Document -
_ _ _
Saint Quentin en Yvelines, September 7, 2011 - Europcar, the leader in car rental services in Europe, today announced its financial results for the first half of 2011.

 

Philippe Guillemot, Chief Executive Officer of Europcar Groupe, commented: “Our performance in the first half was in line with our strategy. While stable, revenue was of better quality in the period because the business mix was stronger. We also generated productivity gains to invest in the future while maintaining our profitability. With our 3-Year Plan initiatives already starting to deliver the expected results, and with our relentless focus on optimizing our fleet and keeping our costs under control, we are confident that we can continue to execute our strategy in today’s fast-changing and challenging markets.” 

 

 Key figures

 

1The adjusted operating income and margin measures above (unaudited) exclude the estimated interest expense in fleet operating leases which by nature is fleet financing cost, and charges resulting from the accounting treatment of the acquisitions carried out in 2007 and 2008. They also exclude goodwill impairment charges and non-recurring expenses. They are not meant to be considered in isolation or as a substitute for comparable IFRS measures. Europcar believes these adjusted financial measures are helpful in assessing its past financial performance and its future results.

 

2Average net debt includes the average debt equivalent of the outstanding fleet operating leases, estimated on the basis of the average value of fleet under operating leases in each period.

 

* Restated at constant first-half 2011 exchange rates.


 

 

Revenue up slightly despite lower volume

 

For the first-half period to June 30, 2011, Europcar’s consolidated revenue amounted to €910 million, a 0.1% increase from the €908 million reported for the first half of 2010 restated at constant exchange rates. At reported exchange rates, revenue increased by 0.7% from €904 million in the year-earlier period.
_ _ _
Retype the Europcar first-half 2011 results announcement above in full, word for word.

Supplied material -
_ _ _
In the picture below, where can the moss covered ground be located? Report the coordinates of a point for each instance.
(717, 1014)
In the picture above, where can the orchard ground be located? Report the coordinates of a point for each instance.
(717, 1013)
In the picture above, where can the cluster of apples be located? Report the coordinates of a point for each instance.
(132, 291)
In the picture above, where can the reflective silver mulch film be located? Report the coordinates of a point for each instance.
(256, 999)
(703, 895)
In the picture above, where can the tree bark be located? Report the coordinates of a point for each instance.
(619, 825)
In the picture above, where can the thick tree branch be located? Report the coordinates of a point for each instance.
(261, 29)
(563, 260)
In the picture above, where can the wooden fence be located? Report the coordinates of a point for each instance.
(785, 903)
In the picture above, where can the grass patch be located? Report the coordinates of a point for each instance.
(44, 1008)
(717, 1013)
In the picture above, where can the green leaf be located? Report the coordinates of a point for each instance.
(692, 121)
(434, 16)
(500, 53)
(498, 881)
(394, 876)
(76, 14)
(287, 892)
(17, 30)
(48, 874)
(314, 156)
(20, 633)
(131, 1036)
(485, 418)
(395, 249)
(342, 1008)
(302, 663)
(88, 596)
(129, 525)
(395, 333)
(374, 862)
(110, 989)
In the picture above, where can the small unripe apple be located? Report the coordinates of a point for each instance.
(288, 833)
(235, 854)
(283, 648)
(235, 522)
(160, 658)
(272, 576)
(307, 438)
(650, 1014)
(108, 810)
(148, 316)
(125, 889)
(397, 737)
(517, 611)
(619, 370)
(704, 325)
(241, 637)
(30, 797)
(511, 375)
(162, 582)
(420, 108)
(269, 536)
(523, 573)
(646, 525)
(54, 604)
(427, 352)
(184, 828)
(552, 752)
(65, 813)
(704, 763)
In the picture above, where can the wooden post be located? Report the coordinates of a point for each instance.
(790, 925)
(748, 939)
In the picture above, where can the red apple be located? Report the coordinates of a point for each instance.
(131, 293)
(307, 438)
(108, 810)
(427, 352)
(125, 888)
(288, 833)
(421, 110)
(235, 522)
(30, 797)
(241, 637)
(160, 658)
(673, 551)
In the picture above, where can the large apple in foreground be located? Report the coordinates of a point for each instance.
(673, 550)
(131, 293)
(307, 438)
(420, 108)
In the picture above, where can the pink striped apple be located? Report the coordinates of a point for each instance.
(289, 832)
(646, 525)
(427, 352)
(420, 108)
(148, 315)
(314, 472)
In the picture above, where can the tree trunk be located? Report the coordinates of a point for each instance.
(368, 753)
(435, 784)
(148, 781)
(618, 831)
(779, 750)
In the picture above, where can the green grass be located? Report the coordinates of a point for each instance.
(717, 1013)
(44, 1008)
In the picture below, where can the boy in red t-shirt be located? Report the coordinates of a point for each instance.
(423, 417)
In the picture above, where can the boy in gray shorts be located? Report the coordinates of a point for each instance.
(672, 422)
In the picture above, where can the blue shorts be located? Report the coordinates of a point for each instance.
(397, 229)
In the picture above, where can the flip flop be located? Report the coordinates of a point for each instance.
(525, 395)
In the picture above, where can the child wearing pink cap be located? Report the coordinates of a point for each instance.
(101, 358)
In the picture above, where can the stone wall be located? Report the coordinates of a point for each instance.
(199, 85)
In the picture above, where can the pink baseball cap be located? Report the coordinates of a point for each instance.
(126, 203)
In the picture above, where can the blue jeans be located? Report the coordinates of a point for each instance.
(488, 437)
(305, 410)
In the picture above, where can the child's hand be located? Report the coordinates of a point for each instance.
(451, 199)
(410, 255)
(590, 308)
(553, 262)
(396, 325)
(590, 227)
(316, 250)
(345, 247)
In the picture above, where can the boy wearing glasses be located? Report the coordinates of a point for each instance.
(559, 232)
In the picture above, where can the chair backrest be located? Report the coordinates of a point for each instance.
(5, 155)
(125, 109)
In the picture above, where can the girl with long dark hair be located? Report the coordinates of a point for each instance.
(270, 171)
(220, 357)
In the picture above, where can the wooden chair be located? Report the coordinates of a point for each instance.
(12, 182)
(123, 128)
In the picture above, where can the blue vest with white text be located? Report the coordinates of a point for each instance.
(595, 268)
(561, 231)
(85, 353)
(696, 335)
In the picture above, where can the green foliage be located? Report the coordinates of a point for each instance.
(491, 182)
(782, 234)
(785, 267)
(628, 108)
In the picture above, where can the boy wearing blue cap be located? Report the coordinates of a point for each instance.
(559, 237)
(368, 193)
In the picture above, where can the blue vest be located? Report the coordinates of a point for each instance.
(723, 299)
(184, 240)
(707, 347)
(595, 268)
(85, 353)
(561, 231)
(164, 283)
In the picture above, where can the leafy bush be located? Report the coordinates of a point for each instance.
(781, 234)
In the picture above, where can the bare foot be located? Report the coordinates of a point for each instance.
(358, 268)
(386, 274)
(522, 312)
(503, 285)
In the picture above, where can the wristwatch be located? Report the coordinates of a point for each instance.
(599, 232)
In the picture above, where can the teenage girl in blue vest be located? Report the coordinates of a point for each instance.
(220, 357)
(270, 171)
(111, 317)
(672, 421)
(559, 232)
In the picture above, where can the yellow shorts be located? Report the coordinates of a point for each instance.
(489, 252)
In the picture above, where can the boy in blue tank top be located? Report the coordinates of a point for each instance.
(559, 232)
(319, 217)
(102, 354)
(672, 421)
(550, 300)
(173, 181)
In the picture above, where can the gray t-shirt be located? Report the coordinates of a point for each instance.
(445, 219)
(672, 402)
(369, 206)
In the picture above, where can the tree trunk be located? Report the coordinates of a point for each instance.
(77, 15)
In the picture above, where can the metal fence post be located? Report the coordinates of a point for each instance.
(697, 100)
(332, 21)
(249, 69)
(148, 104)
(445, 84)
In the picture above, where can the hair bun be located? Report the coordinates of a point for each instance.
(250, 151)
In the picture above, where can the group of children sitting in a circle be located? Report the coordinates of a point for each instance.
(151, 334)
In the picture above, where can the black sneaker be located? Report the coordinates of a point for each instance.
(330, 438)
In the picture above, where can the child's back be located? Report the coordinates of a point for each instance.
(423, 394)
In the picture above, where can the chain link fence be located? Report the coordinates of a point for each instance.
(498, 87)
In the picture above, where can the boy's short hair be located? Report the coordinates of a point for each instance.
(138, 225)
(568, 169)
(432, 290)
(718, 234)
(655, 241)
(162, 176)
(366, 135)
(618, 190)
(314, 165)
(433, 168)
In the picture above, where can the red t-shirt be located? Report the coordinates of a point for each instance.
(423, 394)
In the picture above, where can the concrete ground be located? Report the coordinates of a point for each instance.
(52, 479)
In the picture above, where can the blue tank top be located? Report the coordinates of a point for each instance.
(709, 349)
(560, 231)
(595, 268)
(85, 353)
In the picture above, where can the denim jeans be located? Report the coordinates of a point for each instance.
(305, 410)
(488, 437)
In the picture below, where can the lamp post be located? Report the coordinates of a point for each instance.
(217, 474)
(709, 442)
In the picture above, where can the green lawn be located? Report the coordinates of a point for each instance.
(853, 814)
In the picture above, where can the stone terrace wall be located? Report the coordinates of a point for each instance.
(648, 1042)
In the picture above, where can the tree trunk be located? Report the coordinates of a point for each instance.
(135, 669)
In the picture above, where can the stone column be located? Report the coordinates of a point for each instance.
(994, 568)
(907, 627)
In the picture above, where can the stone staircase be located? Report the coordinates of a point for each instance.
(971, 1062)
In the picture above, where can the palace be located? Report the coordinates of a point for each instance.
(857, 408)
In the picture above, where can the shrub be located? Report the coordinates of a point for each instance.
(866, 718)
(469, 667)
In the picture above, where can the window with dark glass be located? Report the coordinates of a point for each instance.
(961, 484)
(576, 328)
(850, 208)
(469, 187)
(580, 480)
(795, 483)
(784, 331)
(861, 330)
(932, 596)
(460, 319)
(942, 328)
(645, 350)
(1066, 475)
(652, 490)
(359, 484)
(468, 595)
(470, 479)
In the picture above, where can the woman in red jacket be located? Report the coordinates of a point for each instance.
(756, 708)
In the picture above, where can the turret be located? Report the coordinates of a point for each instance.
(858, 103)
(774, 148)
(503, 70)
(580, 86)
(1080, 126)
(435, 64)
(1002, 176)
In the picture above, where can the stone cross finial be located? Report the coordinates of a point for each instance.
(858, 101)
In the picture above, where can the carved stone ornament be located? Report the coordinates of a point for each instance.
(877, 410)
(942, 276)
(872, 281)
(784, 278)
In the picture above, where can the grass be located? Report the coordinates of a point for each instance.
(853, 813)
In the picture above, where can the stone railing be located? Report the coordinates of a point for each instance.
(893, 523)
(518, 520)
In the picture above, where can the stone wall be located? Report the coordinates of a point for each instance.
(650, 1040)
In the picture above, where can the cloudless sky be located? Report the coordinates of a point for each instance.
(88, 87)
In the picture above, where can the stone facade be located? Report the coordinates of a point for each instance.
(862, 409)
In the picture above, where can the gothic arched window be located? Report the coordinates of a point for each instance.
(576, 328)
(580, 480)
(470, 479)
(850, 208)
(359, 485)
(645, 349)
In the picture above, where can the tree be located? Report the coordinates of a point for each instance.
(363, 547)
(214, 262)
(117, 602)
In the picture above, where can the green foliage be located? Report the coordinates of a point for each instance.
_ _ _
Result of this exercise -
Saint Quentin en Yvelines, September 7, 2011 - Europcar, the leader in car rental services in Europe, today announced its financial results for the first half of 2011.

 

Philippe Guillemot, Chief Executive Officer of Europcar Groupe, commented: “Our performance in the first half was in line with our strategy. While stable, revenue was of better quality in the period because the business mix was stronger. We also generated productivity gains to invest in the future while maintaining our profitability. With our 3-Year Plan initiatives already starting to deliver the expected results, and with our relentless focus on optimizing our fleet and keeping our costs under control, we are confident that we can continue to execute our strategy in today’s fast-changing and challenging markets.” 

 

 Key figures

 

1The adjusted operating income and margin measures above (unaudited) exclude the estimated interest expense in fleet operating leases which by nature is fleet financing cost, and charges resulting from the accounting treatment of the acquisitions carried out in 2007 and 2008. They also exclude goodwill impairment charges and non-recurring expenses. They are not meant to be considered in isolation or as a substitute for comparable IFRS measures. Europcar believes these adjusted financial measures are helpful in assessing its past financial performance and its future results.

 

2Average net debt includes the average debt equivalent of the outstanding fleet operating leases, estimated on the basis of the average value of fleet under operating leases in each period.

 

* Restated at constant first-half 2011 exchange rates.


 

 

Revenue up slightly despite lower volume

 

For the first-half period to June 30, 2011, Europcar’s consolidated revenue amounted to €910 million, a 0.1% increase from the €908 million reported for the first half of 2010 restated at constant exchange rates. At reported exchange rates, revenue increased by 0.7% from €904 million in the year-earlier period.